+++ Source excerpt +++

# Looking for young rats in Hampton Roads VA area for a first time owner



## Flora (Aug 30, 2012)

I am looking for 2 rats in the Hampton Roads VA area. I have not been able to locate a breeder.


----------



## halfmoon (Mar 29, 2010)

Look up Precious Whiskers rescue. They're right in Newport News.


----------



## unlikelyfather (Sep 11, 2012)

There's this breeder, I don't know how reputable they are (I just googled "rat breeder" and "virginia")

http://www.ratsofkeona.com/


----------



## lilspaz68 (Feb 24, 2007)

unlikelyfather said:


> There's this breeder, I don't know how reputable they are (I just googled "rat breeder" and "virginia")
> 
> http://www.ratsofkeona.com/


This breeder last updated their page over a year ago. I doubt they are still breeding. Breeders come and go, when they finally figure out they aren't going to make money, or its just too hard to do.


----------



## lilspaz68 (Feb 24, 2007)

halfmoon said:


> Look up Precious Whiskers rescue. They're right in Newport News.


Good call, there's some real sweethearts there!!

http://preciouswhiskers.wordpress.com/available/


----------



## Flora (Aug 30, 2012)

Yes I looked that that site and saw some cuties!! I have a CN 2 story with my 2 so I could always bring in another. I want to make sure they have stoped with the sneezes though. I wish I knew about this place before I got mine.... Now I know for the future. Thank you.


----------

+++ Provided material +++

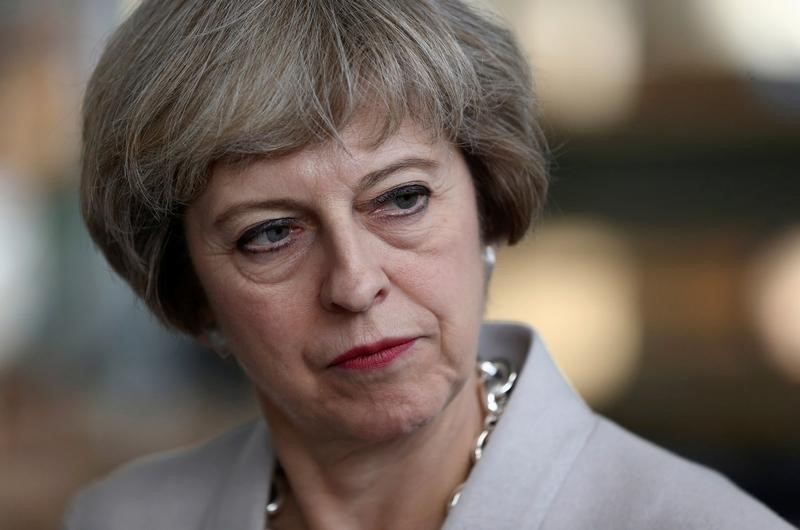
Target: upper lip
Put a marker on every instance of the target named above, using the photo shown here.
(370, 349)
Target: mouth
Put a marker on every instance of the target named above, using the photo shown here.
(373, 356)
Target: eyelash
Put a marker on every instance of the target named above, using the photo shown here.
(378, 203)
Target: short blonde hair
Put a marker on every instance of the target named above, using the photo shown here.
(183, 85)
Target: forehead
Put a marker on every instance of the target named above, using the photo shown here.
(363, 145)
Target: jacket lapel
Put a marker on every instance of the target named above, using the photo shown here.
(535, 443)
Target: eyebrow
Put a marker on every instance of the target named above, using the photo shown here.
(371, 179)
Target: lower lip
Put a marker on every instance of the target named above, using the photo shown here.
(377, 359)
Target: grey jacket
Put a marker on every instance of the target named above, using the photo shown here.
(551, 464)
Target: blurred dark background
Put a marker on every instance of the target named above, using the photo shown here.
(665, 275)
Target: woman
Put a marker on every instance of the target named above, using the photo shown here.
(316, 187)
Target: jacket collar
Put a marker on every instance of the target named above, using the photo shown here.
(533, 447)
(544, 426)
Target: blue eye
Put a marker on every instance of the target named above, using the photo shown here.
(405, 198)
(276, 233)
(266, 236)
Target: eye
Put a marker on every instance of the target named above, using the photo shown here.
(405, 199)
(268, 236)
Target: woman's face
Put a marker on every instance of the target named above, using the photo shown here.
(307, 258)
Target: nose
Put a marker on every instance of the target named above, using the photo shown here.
(355, 279)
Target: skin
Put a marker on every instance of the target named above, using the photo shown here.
(344, 262)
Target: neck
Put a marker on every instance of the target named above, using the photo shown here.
(403, 483)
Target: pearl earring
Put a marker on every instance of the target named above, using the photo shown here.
(489, 259)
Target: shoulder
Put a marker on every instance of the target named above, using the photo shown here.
(160, 490)
(622, 481)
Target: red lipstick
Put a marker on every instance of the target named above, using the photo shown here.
(372, 356)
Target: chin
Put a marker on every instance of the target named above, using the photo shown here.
(401, 417)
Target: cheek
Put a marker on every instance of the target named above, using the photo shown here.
(265, 325)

+++

*Set problem A*
In the forum thread about finding rats, which rescue does halfmoon recommend, and where is it?
*Set problem B*
Switch "marker" to "pin" in the rows from the line with "Target: shoulder" through the end of the rows, and give those lines with everything else unchanged.

*Task solution A*
Precious Whiskers rescue, in Newport News.

*Task solution B*
Target: shoulder
Put a pin on every instance of the target named above, using the photo shown here.
(160, 490)
(622, 481)
Target: red lipstick
Put a pin on every instance of the target named above, using the photo shown here.
(372, 356)
Target: chin
Put a pin on every instance of the target named above, using the photo shown here.
(401, 417)
Target: cheek
Put a pin on every instance of the target named above, using the photo shown here.
(265, 325)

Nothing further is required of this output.